__Source passage__
<<<<

The strike was revealed by the doctor’s union secretary-general Ouma Olunga during a State House summit on health.

The doctors say they chose to protest silently because they fear being victimised.

Dr Olunga told the Nation.co.ke that besides unpaid salaries, the doctors are unhappy about delayed promotions and the county's failure to remit their NHIF deductions for the last eight months.

Kenya Medical Practitioners and Dentist Union Nairobi branch chairman Thuranira Kaugiria said by phone said the strike started at midnight on Sunday after the county failed to implement a memorandum of understanding signed in October last year following a countywide strike.

He said the county and the doctors signed a return-to-work formula that has not been put to effect.

PAY AND PROMOTIONS

Dr Thuranira said the union wants doctors still on probation to be employed on permanent terms.

He said 128 doctors have not been promoted since 2011.

The doctors also want their salaries to be paid on the fifth day of every month.

Dr Thuranira added that the union met county officials on Thursday last week but no agreement was reached, prompting the strike.

He said the county county officials do not see their grievances as a priority.

Speaking by phone, county assembly health committee chairman Manoah Mboku said the doctors had started a silent strike after the county failed to honour the memorandum of understanding they had signed.

Mr Mboku said the harmonisation of salaries was supposed to have been implemented by now but the county has said anything about the issue.

He said the strike may spread and pull in nurses, who are also threatening to down their tools.

CONSULTANTS

Meanwhile, because of the doctors' strike, only consultants and clinical officers at Mama Lucy Hospital are attending to patients.

Speaking during a tour of the facility, county executive for health Bernard Muia appealed to the doctors to return to work, insisting that most of the issues raised had been resolved.

Dr Muia said the county had held talks with the doctors last week and did not understand why they downed their tools.

“Those on strike should know that there are consequences and I am not threatening them,” warned Dr Muia, adding that he was optimistic that the doctors would resume work.

Mama Lucy Hospital Medical Superintendent Musa Mohammed said the hospital handles mostly outpatients and no one had been turned away because of the strike.

He said the hospital receives between 800 and 1,000 patients a day.

Dr Muia said all county hospitals are currently being run by clinical officers and consultants.

>>>>

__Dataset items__
<<<<

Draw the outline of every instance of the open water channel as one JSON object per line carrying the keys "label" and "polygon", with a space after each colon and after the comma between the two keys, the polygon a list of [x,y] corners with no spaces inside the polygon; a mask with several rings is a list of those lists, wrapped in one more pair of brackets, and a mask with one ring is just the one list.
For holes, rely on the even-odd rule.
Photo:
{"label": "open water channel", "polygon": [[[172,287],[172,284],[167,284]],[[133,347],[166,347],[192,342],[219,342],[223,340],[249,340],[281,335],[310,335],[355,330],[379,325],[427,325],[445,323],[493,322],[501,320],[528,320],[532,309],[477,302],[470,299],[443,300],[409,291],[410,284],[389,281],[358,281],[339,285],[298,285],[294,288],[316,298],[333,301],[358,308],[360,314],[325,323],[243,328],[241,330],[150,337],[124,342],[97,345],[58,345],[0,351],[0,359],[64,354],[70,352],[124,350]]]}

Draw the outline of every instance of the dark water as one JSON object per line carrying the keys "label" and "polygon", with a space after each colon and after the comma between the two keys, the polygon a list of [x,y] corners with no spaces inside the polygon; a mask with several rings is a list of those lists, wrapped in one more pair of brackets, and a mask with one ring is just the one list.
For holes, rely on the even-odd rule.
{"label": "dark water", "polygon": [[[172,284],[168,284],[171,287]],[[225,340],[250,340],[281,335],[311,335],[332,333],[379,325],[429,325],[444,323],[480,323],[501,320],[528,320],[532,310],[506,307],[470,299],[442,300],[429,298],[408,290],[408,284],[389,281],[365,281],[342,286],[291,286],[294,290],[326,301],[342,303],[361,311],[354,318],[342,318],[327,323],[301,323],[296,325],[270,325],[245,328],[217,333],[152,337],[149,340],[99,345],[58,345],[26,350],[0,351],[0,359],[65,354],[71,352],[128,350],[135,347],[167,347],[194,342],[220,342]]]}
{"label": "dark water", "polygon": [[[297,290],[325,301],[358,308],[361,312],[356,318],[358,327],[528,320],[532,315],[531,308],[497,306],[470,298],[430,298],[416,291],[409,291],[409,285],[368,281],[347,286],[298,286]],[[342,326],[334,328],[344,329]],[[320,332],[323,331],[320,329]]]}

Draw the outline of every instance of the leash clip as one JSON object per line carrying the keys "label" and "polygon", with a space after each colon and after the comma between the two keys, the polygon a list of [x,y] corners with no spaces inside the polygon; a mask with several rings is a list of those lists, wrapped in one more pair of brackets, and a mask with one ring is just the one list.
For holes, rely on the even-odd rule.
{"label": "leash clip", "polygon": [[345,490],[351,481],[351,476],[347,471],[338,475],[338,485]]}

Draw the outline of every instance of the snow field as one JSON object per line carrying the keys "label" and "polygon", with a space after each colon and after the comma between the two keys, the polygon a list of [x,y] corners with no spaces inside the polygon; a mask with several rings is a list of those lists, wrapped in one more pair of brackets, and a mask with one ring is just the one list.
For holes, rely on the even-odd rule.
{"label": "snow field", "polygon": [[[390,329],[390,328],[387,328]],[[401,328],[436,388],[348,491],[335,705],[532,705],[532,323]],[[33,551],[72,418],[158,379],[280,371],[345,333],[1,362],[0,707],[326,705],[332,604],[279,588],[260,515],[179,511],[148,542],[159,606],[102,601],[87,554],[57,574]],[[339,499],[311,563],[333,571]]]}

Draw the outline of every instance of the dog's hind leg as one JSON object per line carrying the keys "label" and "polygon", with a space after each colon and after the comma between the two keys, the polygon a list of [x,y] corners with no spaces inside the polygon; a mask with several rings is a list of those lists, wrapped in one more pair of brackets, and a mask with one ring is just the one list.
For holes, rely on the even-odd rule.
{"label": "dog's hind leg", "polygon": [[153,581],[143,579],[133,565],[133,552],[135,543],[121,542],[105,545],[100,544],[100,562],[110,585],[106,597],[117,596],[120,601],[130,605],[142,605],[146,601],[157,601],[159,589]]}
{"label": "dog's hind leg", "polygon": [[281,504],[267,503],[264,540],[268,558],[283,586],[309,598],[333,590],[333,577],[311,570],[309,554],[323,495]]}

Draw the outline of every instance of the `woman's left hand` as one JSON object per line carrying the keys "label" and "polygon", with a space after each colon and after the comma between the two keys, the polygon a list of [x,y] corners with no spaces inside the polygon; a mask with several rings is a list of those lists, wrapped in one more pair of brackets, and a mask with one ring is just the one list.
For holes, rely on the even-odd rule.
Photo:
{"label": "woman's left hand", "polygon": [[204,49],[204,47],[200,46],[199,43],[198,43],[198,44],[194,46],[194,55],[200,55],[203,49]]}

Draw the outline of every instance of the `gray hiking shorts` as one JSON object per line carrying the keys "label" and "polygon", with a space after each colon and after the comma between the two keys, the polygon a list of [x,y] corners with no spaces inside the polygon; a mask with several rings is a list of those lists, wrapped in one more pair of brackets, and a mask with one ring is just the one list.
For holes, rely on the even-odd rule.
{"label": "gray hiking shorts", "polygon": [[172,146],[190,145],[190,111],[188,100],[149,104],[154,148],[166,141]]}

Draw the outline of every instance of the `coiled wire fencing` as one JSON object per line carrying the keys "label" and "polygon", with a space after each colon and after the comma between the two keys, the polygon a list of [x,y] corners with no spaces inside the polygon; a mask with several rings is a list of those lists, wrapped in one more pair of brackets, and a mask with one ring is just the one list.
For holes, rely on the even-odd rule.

>>>>

__Set of tasks__
- 1) According to the strike report, how many patients does Mama Lucy Hospital receive each day?
- 2) Print the stretch of the strike report from "Dr Olunga told" through "on permanent terms.".

__Per-task answers__
- 1) Between 800 and 1,000 patients a day.

- 2)
Dr Olunga told the Nation.co.ke that besides unpaid salaries, the doctors are unhappy about delayed promotions and the county's failure to remit their NHIF deductions for the last eight months.

Kenya Medical Practitioners and Dentist Union Nairobi branch chairman Thuranira Kaugiria said by phone said the strike started at midnight on Sunday after the county failed to implement a memorandum of understanding signed in October last year following a countywide strike.

He said the county and the doctors signed a return-to-work formula that has not been put to effect.

PAY AND PROMOTIONS

Dr Thuranira said the union wants doctors still on probation to be employed on permanent terms.